** STUDY MATERIAL follows **

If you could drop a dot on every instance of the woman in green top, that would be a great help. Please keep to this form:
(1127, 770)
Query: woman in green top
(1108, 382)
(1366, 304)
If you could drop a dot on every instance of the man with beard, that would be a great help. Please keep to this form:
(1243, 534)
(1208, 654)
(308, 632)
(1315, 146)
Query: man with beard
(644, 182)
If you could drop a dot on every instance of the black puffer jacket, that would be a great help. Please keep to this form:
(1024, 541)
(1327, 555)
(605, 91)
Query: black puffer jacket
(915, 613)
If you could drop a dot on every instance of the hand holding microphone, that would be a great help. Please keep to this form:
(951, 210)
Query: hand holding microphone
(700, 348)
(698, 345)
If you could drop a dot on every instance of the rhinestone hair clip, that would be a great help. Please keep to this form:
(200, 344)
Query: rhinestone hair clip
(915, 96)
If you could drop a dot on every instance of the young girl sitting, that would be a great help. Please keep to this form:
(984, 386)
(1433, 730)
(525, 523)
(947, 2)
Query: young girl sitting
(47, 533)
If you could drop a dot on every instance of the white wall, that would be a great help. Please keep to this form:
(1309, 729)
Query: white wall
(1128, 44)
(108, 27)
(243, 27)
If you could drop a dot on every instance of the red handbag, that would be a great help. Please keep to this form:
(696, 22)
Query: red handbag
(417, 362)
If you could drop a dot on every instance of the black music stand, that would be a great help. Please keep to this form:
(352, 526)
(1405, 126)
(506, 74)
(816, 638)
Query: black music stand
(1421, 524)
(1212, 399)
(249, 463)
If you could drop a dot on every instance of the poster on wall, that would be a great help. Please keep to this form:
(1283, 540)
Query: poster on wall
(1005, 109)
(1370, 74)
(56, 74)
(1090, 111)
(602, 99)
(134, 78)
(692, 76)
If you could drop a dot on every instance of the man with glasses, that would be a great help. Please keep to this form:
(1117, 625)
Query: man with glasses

** End of STUDY MATERIAL **

▶ [TASK DESCRIPTION]: Where the line containing "(1208, 654)" appears in the records above, begin copying and continue through the last line; copy each line exactly and include no others.

▶ [RESPONSE TO THIS TASK]:
(1208, 654)
(308, 632)
(1315, 146)
Query: man with beard
(644, 182)
If you could drop a dot on every instance of the black puffer jacket, that would be a great help. Please keep to this form:
(1024, 541)
(1327, 555)
(605, 91)
Query: black puffer jacket
(915, 613)
If you could drop a dot on every instance of the hand holding microphone, that would be a great help. Please keep to this form:
(951, 210)
Query: hand holding microphone
(700, 348)
(698, 345)
If you could drop a dot on every instance of the rhinestone hair clip, that would be a great help. Please keep to this form:
(200, 344)
Query: rhinestone hair clip
(915, 96)
If you could drop a dot on every instance of the young girl sitting, that would be a great help. Please keep to this form:
(984, 386)
(1433, 730)
(525, 523)
(947, 2)
Query: young girl sitting
(47, 533)
If you could drop a dot on every instance of the white wall, that would be a great help. Please keep to this form:
(1309, 729)
Query: white wall
(1128, 44)
(108, 27)
(243, 27)
If you could drop a dot on every instance of the red handbag, that would be a great help. Please keep to this form:
(696, 22)
Query: red handbag
(417, 362)
If you could drop a dot on every instance of the black music stand, that would be a great help. Please keep to this form:
(352, 526)
(1405, 126)
(506, 74)
(816, 638)
Query: black music stand
(1421, 524)
(1212, 399)
(249, 463)
If you could drop a dot on every instance of the poster on wall, that would be a great help. Please keep to this form:
(1283, 540)
Query: poster on wall
(1005, 109)
(1370, 74)
(56, 74)
(1090, 111)
(602, 99)
(134, 78)
(692, 76)
If you could drop a dot on every instance of the man with glasses, that would be a great help. Please keep to this form:
(1117, 625)
Query: man with glasses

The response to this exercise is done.